Babette's husband, Morey, played by Ted Rooney, was confirmed as returning on February 17. On February 19, 2016, Jackson Douglas, who played Sookie's husband, Jackson, confirmed that he would be returning to the cast to reprise his role, despite rumors that Melissa McCarthy would not be reprising her role. On February 21, 2016, Gregg Henry, who played Mitchum Huntzberger, confirmed in an interview that he would reprise his role in the series. On February 23, 2016, Alan Loayza, who played Colin McCrae, Logan's friend, confirmed that he would reprise his role via his Twitter. Nick Holmes, who played the smaller role of Robert Grimaldi, confirmed through his Twitter account that he was returning to the series on February 29, 2016.

On March 9, 2016, Biff Yeager, who played the character Tom, confirmed through his Twitter account that he would return for the Netflix revival. On March 15, 2016, Dakin Matthews, who played Chilton's headmaster, Hanlin Charleston, was confirmed as returning for his role. On March 25, 2016, John Cabrera, who played Brian Fuller in Lane's band, Hep Alien, confirmed that not only he but all four members of the band would be returning to the series, including other members Zack Van Gerbig, who was played by Todd Lowe, and Gil, who was played by rock musician Sebastian Bach. On March 29, 2016, Chris Eigeman, who played the character of Jason Stiles in season 4, announced on Twitter that he was returning in the revival. On April 7, 2016, Melissa McCarthy officially announced on The Ellen DeGeneres Show that she would be returning for the revival.

» **ACTION ITEM**:
Answer these questions from the passage on returning cast members:
1. Which actor played Mitchum Huntzberger?
2. On what date, and on what show, did Melissa McCarthy announce her return?
3. Which character did Dakin Matthews play?

» **DATA TO EXAMINE**:
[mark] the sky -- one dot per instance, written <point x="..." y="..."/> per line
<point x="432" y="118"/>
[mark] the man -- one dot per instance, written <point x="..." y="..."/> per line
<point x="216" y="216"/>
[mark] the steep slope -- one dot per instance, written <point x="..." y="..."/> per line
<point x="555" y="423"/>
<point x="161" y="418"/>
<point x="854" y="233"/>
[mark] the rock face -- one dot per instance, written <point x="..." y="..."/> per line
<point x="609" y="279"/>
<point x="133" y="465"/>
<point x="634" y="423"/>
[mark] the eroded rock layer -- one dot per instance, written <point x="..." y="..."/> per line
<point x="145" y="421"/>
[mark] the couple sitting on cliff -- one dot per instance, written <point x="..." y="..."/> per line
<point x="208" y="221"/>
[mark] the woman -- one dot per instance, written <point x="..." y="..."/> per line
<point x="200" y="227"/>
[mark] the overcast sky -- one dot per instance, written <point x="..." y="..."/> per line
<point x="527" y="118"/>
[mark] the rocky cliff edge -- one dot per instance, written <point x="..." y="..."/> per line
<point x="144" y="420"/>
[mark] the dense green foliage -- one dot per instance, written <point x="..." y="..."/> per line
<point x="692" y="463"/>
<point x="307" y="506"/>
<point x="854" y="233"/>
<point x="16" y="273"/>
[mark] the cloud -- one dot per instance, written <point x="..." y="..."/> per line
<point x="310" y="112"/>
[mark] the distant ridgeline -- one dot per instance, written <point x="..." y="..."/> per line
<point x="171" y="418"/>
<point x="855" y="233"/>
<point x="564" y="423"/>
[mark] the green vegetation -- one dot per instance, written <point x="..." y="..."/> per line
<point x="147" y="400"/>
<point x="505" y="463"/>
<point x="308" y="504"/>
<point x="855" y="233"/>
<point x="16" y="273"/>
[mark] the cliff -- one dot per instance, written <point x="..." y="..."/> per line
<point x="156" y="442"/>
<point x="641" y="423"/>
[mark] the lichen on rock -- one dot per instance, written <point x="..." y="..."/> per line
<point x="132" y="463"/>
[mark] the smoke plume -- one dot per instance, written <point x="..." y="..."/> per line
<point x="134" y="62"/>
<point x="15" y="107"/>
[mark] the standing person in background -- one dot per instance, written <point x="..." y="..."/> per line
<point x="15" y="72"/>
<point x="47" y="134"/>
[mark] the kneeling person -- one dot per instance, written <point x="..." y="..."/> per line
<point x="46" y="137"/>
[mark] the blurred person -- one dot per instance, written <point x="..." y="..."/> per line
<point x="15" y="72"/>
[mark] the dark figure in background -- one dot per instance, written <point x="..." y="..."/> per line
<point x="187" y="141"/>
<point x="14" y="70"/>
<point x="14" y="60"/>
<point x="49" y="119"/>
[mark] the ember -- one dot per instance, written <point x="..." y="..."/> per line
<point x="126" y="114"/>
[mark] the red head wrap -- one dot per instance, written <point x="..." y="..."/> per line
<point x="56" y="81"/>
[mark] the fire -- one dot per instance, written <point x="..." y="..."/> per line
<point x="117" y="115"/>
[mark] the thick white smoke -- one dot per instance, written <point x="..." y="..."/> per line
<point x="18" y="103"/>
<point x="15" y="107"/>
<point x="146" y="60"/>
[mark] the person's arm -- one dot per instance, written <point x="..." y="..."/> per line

» **RESPONSE BOX**:
1. Gregg Henry
2. April 7, 2016, on The Ellen DeGeneres Show
3. Hanlin Charleston, Chilton's headmaster